Repeat every line of the records below without any change, but leave the pictures out.

** begin EXERCISE MATERIALS **

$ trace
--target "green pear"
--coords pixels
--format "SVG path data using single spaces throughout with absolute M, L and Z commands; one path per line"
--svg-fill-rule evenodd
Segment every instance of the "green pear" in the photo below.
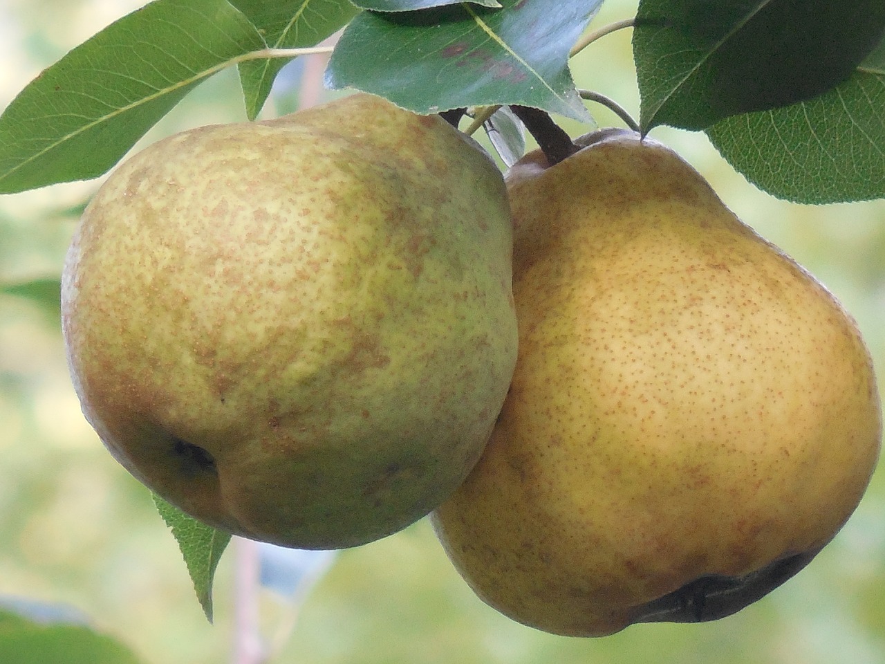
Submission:
M 881 433 L 870 357 L 675 153 L 622 130 L 581 143 L 505 175 L 517 367 L 432 520 L 478 595 L 527 625 L 720 618 L 857 506 Z
M 84 413 L 156 493 L 232 533 L 399 530 L 478 459 L 516 361 L 501 173 L 368 95 L 202 127 L 119 166 L 62 285 Z

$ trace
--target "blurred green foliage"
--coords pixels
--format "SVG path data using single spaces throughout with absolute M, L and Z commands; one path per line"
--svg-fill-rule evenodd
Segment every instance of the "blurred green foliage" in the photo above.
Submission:
M 14 67 L 0 73 L 0 105 L 66 48 L 139 4 L 7 0 L 0 5 L 0 58 Z M 635 10 L 627 0 L 607 0 L 593 26 Z M 593 44 L 573 67 L 579 87 L 637 112 L 628 31 Z M 265 112 L 291 110 L 296 94 L 275 92 Z M 239 95 L 235 73 L 219 74 L 145 142 L 242 120 Z M 601 125 L 620 124 L 589 109 Z M 573 135 L 588 131 L 563 124 Z M 787 204 L 748 184 L 703 135 L 658 127 L 652 136 L 682 154 L 729 207 L 842 299 L 885 375 L 885 201 Z M 0 197 L 0 284 L 58 279 L 77 206 L 96 186 Z M 0 293 L 0 595 L 73 605 L 148 664 L 230 661 L 235 556 L 226 554 L 219 566 L 210 625 L 149 491 L 117 465 L 80 413 L 58 318 L 46 315 L 45 297 L 21 296 Z M 259 600 L 269 638 L 297 617 L 273 660 L 280 664 L 885 664 L 885 478 L 877 473 L 855 515 L 807 569 L 714 623 L 639 625 L 592 640 L 543 634 L 477 599 L 426 521 L 344 552 L 300 607 L 269 591 Z

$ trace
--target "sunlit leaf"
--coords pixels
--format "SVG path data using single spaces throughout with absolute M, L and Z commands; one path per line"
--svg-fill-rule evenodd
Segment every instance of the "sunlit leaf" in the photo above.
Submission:
M 212 580 L 221 554 L 230 542 L 230 534 L 188 516 L 156 494 L 154 503 L 163 521 L 172 529 L 191 581 L 194 582 L 196 598 L 203 606 L 206 619 L 212 622 Z
M 264 46 L 227 0 L 156 0 L 125 16 L 0 116 L 0 193 L 102 174 L 200 81 Z
M 642 0 L 643 129 L 704 129 L 812 99 L 850 76 L 883 32 L 881 0 Z
M 274 49 L 315 46 L 357 14 L 350 0 L 231 0 Z M 240 81 L 246 114 L 254 119 L 270 94 L 273 79 L 291 61 L 269 58 L 242 62 Z
M 471 4 L 481 7 L 500 7 L 497 0 L 467 0 Z M 417 9 L 444 7 L 447 4 L 460 4 L 461 0 L 353 0 L 360 9 L 373 12 L 413 12 Z
M 601 0 L 504 0 L 421 12 L 364 12 L 344 30 L 327 84 L 419 113 L 518 104 L 589 122 L 568 51 Z

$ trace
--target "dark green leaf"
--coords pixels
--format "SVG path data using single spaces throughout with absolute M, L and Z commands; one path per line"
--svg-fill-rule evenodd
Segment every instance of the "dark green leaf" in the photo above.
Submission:
M 315 46 L 357 14 L 350 0 L 232 0 L 274 49 Z M 270 58 L 242 62 L 240 81 L 246 114 L 254 120 L 270 94 L 273 79 L 289 58 Z
M 4 664 L 138 664 L 132 651 L 87 627 L 42 625 L 0 612 Z
M 356 88 L 419 113 L 517 104 L 581 121 L 589 114 L 568 51 L 602 0 L 504 0 L 421 12 L 364 12 L 344 30 L 327 84 Z
M 29 299 L 51 318 L 58 318 L 61 310 L 61 282 L 58 278 L 4 284 L 0 286 L 0 293 Z
M 501 6 L 501 3 L 497 0 L 467 0 L 467 2 L 481 7 Z M 413 12 L 418 9 L 444 7 L 447 4 L 460 4 L 461 0 L 353 0 L 353 4 L 360 9 L 373 12 Z
M 206 619 L 212 622 L 212 579 L 221 554 L 230 542 L 230 534 L 196 521 L 156 494 L 154 503 L 163 521 L 172 529 L 172 534 L 184 557 L 184 563 L 188 566 L 190 579 L 194 582 L 196 598 L 203 606 Z
M 641 0 L 643 129 L 704 129 L 812 99 L 850 76 L 883 32 L 881 0 Z
M 885 197 L 885 64 L 811 101 L 728 118 L 707 135 L 747 180 L 781 198 Z
M 0 116 L 0 193 L 102 174 L 201 81 L 264 47 L 227 0 L 157 0 L 120 19 Z

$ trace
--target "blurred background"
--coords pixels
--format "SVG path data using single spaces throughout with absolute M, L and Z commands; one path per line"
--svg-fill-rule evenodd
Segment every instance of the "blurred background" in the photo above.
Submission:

** end EXERCISE MATERIALS **

:: TASK RESULT ::
$ trace
--target "green pear"
--coords pixels
--format "SVG path data using single spaces throughout with absolute M, L and Z commands; one path per line"
--svg-fill-rule evenodd
Segment every instance of the "green pear" in the photo below.
Submission:
M 881 433 L 870 357 L 675 153 L 622 130 L 581 143 L 505 175 L 517 367 L 432 520 L 478 595 L 527 625 L 720 618 L 857 506 Z
M 84 413 L 156 493 L 232 533 L 399 530 L 478 459 L 516 361 L 501 173 L 368 95 L 202 127 L 119 166 L 62 285 Z

$ trace
--target "blurred green foliage"
--coords pixels
--format "SVG path data using single spaces throughout with absolute M, L and Z commands; one path per line"
--svg-fill-rule evenodd
Segment every instance of the "blurred green foliage" in the photo above.
Submission:
M 14 67 L 0 73 L 0 105 L 66 48 L 139 4 L 7 0 L 0 5 L 0 58 Z M 635 10 L 627 0 L 607 0 L 593 26 Z M 593 44 L 573 67 L 579 87 L 637 112 L 628 31 Z M 265 112 L 291 110 L 296 94 L 275 92 Z M 239 95 L 235 73 L 219 74 L 145 142 L 242 120 Z M 601 125 L 620 124 L 589 109 Z M 573 135 L 588 131 L 563 124 Z M 787 204 L 748 184 L 703 135 L 658 127 L 652 136 L 682 154 L 729 207 L 842 299 L 885 375 L 885 201 Z M 0 197 L 0 284 L 58 279 L 77 206 L 96 186 Z M 0 293 L 0 595 L 73 605 L 148 664 L 230 661 L 235 556 L 226 554 L 219 566 L 210 625 L 149 491 L 117 465 L 80 413 L 58 318 L 46 315 L 45 297 L 21 296 Z M 259 600 L 269 638 L 297 617 L 273 660 L 280 664 L 885 664 L 885 478 L 877 473 L 855 515 L 807 569 L 714 623 L 639 625 L 592 640 L 543 634 L 477 599 L 426 521 L 344 552 L 300 607 L 269 591 Z

$ trace
--target "sunlit leaf"
--coords pixels
--format "SVG path data using single spaces throughout with absolute M, L and Z commands; one path per line"
--svg-fill-rule evenodd
Segment every instance of the "sunlit leaf" in the photo above.
Submission:
M 212 580 L 221 554 L 230 542 L 230 534 L 188 516 L 156 494 L 154 503 L 163 521 L 172 529 L 191 581 L 194 582 L 196 598 L 203 606 L 206 619 L 212 622 Z
M 264 46 L 227 0 L 156 0 L 125 16 L 0 116 L 0 193 L 102 174 L 200 81 Z
M 642 0 L 643 129 L 704 129 L 812 99 L 850 76 L 883 32 L 881 0 Z
M 274 49 L 315 46 L 357 14 L 350 0 L 231 0 Z M 240 81 L 246 114 L 254 119 L 270 94 L 273 79 L 291 61 L 269 58 L 242 62 Z
M 471 4 L 481 7 L 500 7 L 497 0 L 467 0 Z M 417 9 L 444 7 L 447 4 L 460 4 L 461 0 L 353 0 L 360 9 L 373 12 L 413 12 Z
M 601 0 L 504 0 L 421 12 L 364 12 L 344 30 L 327 84 L 419 113 L 518 104 L 589 122 L 568 51 Z

$ trace
--target "dark green leaf"
--coords pixels
--format "SVG path data using single spaces throughout with absolute M, L and Z commands; one path per line"
--svg-fill-rule evenodd
Segment every instance of the "dark green leaf" in the photo above.
Submission:
M 315 46 L 357 14 L 350 0 L 232 0 L 274 49 Z M 270 58 L 242 62 L 240 81 L 246 114 L 254 120 L 270 94 L 273 79 L 289 58 Z
M 4 664 L 138 664 L 132 651 L 87 627 L 42 625 L 0 612 Z
M 356 88 L 419 113 L 517 104 L 581 121 L 589 114 L 568 51 L 602 0 L 504 0 L 421 12 L 364 12 L 344 30 L 327 84 Z
M 29 299 L 51 318 L 58 318 L 61 310 L 61 282 L 58 278 L 4 284 L 0 286 L 0 293 Z
M 501 6 L 501 3 L 497 0 L 467 0 L 467 2 L 481 7 Z M 413 12 L 418 9 L 444 7 L 447 4 L 460 4 L 461 0 L 353 0 L 353 4 L 360 9 L 373 12 Z
M 206 619 L 212 622 L 212 579 L 221 554 L 230 542 L 230 534 L 196 521 L 156 494 L 154 503 L 163 521 L 172 529 L 172 534 L 184 557 L 184 563 L 188 566 L 190 579 L 194 582 L 196 598 L 203 606 Z
M 641 0 L 643 129 L 704 129 L 812 99 L 850 76 L 883 32 L 881 0 Z
M 885 197 L 885 64 L 811 101 L 728 118 L 707 135 L 747 180 L 781 198 Z
M 0 116 L 0 193 L 102 174 L 201 81 L 264 47 L 227 0 L 157 0 L 120 19 Z

$ trace
--target "blurred background"
--coords pixels
--format "SVG path data using single spaces throughout with absolute M, L and Z commands; one path per line"
--svg-fill-rule evenodd
Segment every instance of the "blurred background" in the photo above.
Submission:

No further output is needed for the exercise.